Yapılacak Görevler ▸
1) Mezopotamya metnine göre Sümerler kendilerine hangi adı veriyordu?
2) Mezopotamya metninden bir bölümü olduğu gibi yazıya geçirin. "Doğal bir perspektiften" sözcüklerinin bulunduğu yerden başlayın, "Mezopotamya’da inşa edildi." sözcüklerinden sonra bitirin.

Sayfa Alıntısı ▸
********************

Tarih

Mezopotamya Neden Medeniyetin Beşiği Olarak Bilinmektedir?

MÖ 4500 civarında insanlar Mezopotamya’ya yerleşti. Birkaç yüzyıl içinde bugün uygarlığın beşiği dediğimiz bölgeyi geliştirdiler. Mezopotamyalılar pek çok yönden zamanın ötesindeydi ve kendisinden sonra gelen sayısız şehre, ülkeye ve imparatorluğa ilham verdi.

Mezopotamya Neden Medeniyetin Beşiği Olarak Bilinmektedir?

19. yüzyılın ikinci yarısında Fransız ve İngiliz arkeologlar, arkeolojik araştırmalar yapmak için Irak’a gittiler. Hedefleri Asur dönemine ait buluntuları incelemekti. Ancak bu esnada tesadüfen çok daha eski bir medeniyetin izlerine rastlayacaklardı. O zamana kadar Fırat ve Dicle nehirlerinin taşıdıkları alüvyon, geçmişin izlerini silmeyi ve gizlemeyi başarmıştı. Toprak kazılıp, buluntular tarihlendirildiğinde insanlığın bildiği tarih kökten genişleyecekti. Bulunan medeniyet Sümerlerdi.

Doğal bir perspektiften bakıldığında Mezopotamya, geniş, kurak bir ova ve seyrek bitki örtüsü nedeniyle çorak bir bölge gibi gözükecektir. Bölgeye gerçekten de çöl iklimi hakimdir. Ancak yine de dünyanın en eski şehirlerinden bazıları, muhtemelen dünyanın en eski yazı sistemi ile birlikte Mezopotamya’da inşa edildi. 

Mezopotamya Neden Medeniyetin Beşiği Olarak Bilinmektedir?
“Mezopotamya” kelimesi Antik Yunancada “nehirler arasında” anlamına geliyor, yani tam olarak bölgenin konumunu tanımlıyor. Mezopotamya; günümüzde Türkiye, Irak ve Suriye’den geçen Dicle ve Fırat nehirleri arasında uzanıyordu.

Bu bölgenin vatandaşları astronomi, matematik ve mimaride birçok önemli keşif ve gelişmeye katkıda bulundu. Mezopotamya’nın uygarlığın beşiği olmasının en önemli nedenlerinden biri konumuydu. Bölge, sürekli su kaynağı sağlayan Dicle ve Fırat nehirleri arasında yer alıyordu. Nehirler aynı zamanda ticareti ve ulaşımı da kolaylaştırarak insanların bir yerden bir yere kolayca seyahat etmelerine olanak sağladı.

Mezopotamya’da Kurulan Uygarlıkları Tanıyalım

Mezopotamya’da Sümerler, Asurlular ve Babilliler de dahil olmak üzere binlerce yıl boyunca birçok kültür ve imparatorluk gelişti. Ancak hiç kuşkusuz ki her şey Sümerler ile başladı.

Sümerler

Mezopotamya’da Kurulan Uygarlıkları
Bir sanatçının antik Sümer kenti Uruk hakkındaki izlenimi. Kaynak: https://www.jeffbrowngraphics.com/

Sümer bölgesi, bugünkü güney Irak ve Kuveyt’i içine alan, Mezopotamya’nın en güney bölgesiydi. Bölgeye ilk yerleşim MÖ 4500 yıllarında ve belki de daha önce başladı. Sümerler kendilerine “siyah başlı insanlar” diyorlardı ve toprakları da “siyah başlı insanların ülkesi” anlamına geliyordu.

********************

Kayıtlı Veriler ▸
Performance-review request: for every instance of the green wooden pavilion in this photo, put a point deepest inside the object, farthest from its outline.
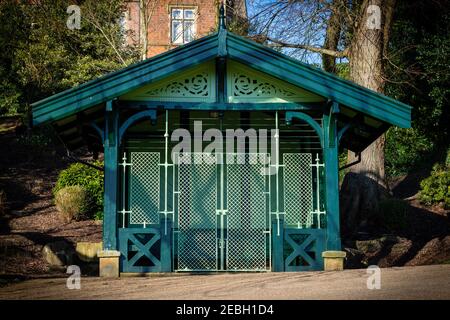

********************

Görevlere Göre Cevaplar ▸
1) Sümerler kendilerine "siyah başlı insanlar" diyordu.

2)
Doğal bir perspektiften bakıldığında Mezopotamya, geniş, kurak bir ova ve seyrek bitki örtüsü nedeniyle çorak bir bölge gibi gözükecektir. Bölgeye gerçekten de çöl iklimi hakimdir. Ancak yine de dünyanın en eski şehirlerinden bazıları, muhtemelen dünyanın en eski yazı sistemi ile birlikte Mezopotamya’da inşa edildi.